--- Required actions ---
**1)** Answer these from the entry on Fielding's A Journey from This World to The Next:
(a) In what year was the work published?
(b) Who guides the soul after it leaves the body?
(c) Who dictates who shall be permitted to enter Elysium?
**2)** List every guise in which the spirit of Julian the Apostate discourses, according to the entry on Fielding's A Journey from This World to The Next.
**3)** Write what follows the final sentence of the entry on Fielding's A Journey from This World to The Next.

A Journey from This World to The Next, the second volume of Miscellanies, by Henry *Fielding, published 1743.
    The author purports to have found an almost indecipherable manuscript, consisting of a series of 'Epistles', which was left in an attic by someone now departed to the West Indies. The soul leaves the body in its lodgings in Cheapside and finds itself, guided by Mercury, in a stage-coach with other departing souls. They pass through the City of Diseases and past the black marble Palace of Death, on to the Wheel of Fortune. At the door of Elysium Minos dictates who shall be permitted to enter; the generous and the honest are favoured, whatever their station, while the cruel and hypocritical are rejected. In the Elysian Fields heroes and writers of antiquity converse animatedly with Shakespeare, *Milton, *Dryden, *Addison, Fielding's own *Tom  Thumb, and many others. The spirit of Julian the Apostate appears and, for the major part of the book, discourses in several guises as slave, Jew, courtier, and statesman. The tale (the last part of which, about Anne Boleyn, may have been by Sarah *Fielding) comes to a somewhat haphazard end with the excuse that the rest of the 'manuscript' has been unfortunately burned. It was edited by C. Rawson, 1973; the best text is found in Miscellanies, by Henry Fielding, ed. Hugh Amory and Bertrand A. Goldgar (vol. ii, 1993).

--- Provided information ---
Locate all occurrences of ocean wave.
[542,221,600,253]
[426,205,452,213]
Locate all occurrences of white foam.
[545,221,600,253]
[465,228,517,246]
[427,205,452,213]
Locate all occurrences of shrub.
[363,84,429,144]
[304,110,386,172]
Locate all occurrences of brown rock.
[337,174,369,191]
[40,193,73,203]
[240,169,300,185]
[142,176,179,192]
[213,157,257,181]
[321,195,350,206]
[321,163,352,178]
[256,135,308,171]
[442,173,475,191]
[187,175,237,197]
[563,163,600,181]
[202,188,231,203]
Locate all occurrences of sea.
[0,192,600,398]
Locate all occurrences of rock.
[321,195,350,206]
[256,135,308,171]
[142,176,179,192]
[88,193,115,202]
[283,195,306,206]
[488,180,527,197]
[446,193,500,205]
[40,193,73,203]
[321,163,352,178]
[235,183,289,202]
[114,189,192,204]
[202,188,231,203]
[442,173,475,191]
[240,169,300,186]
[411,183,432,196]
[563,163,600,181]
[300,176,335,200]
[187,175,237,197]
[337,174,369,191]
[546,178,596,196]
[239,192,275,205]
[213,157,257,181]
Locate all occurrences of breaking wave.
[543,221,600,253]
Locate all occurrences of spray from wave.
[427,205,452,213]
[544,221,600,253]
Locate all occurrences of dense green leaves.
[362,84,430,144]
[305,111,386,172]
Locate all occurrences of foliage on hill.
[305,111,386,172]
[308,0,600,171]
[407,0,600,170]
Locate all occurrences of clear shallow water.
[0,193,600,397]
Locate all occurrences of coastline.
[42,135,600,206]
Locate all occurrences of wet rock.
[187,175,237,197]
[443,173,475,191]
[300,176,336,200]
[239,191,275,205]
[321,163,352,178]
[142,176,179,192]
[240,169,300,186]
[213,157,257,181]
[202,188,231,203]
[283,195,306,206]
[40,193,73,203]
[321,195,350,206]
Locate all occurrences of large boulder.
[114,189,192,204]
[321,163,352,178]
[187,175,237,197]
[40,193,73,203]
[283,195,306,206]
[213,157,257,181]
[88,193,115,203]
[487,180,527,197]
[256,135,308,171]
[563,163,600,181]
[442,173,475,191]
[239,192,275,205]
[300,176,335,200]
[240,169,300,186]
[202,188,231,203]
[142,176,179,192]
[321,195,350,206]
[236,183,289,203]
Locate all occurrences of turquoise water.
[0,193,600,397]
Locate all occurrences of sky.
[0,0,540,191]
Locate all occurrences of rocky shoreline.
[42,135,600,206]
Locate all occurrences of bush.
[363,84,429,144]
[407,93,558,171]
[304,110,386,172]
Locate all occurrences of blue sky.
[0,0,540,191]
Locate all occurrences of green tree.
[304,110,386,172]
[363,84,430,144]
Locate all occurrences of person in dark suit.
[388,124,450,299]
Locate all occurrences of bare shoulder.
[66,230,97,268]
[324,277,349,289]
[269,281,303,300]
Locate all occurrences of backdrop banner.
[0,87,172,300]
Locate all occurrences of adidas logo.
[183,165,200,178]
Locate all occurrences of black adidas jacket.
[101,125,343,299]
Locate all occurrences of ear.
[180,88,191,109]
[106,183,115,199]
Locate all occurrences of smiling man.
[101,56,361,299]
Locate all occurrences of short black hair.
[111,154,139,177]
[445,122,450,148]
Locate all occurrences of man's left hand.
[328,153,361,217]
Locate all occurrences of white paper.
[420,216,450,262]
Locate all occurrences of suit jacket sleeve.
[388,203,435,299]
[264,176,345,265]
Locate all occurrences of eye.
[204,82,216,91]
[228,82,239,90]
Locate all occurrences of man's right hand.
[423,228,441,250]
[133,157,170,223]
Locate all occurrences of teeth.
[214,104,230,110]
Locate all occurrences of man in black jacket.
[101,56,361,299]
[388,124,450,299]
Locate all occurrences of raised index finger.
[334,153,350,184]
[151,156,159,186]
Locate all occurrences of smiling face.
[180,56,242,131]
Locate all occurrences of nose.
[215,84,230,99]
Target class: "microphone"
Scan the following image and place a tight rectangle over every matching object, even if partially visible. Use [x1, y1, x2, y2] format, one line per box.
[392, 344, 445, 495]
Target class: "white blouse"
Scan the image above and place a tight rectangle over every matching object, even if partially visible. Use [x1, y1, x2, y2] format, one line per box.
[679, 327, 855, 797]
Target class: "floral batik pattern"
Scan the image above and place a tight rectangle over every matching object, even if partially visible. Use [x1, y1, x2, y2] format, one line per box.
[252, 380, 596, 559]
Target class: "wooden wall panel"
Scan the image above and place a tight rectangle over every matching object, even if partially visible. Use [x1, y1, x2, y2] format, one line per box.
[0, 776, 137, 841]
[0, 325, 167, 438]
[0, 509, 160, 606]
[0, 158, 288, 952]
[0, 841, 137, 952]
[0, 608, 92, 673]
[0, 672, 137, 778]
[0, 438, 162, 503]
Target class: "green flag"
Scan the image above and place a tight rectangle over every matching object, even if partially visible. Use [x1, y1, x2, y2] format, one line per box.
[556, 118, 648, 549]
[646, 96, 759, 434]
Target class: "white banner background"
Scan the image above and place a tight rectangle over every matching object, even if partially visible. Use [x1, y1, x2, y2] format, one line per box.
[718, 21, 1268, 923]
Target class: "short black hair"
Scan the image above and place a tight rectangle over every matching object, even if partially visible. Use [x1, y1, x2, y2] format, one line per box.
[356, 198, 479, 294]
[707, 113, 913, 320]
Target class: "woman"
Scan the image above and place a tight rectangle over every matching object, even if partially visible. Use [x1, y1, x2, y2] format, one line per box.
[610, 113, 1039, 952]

--- Answers to the exercise ---
**1)**
(a) 1743
(b) Mercury
(c) Minos

**2)** Slave, Jew, courtier, statesman

**3)**
Covent-Garden Journal, a periodical issued twice a week during 1752 by Henry Fielding containing some of the best work of his journalistic career. Under the name of Sir Alexander Drawcansir, Censor of Great Britain, Fielding attacks political abuses, scandal, hypocrisy, meanness, sexual morality, fashion, and many other targets. It contained an attack on Smollett's *Peregrine Pickle and *Roderick Random, to which that author replied in a slanderous pamphlet, A Faithful Narrative of . . . *Habbakuk Hilding, Justice, Dealer, and Chapman.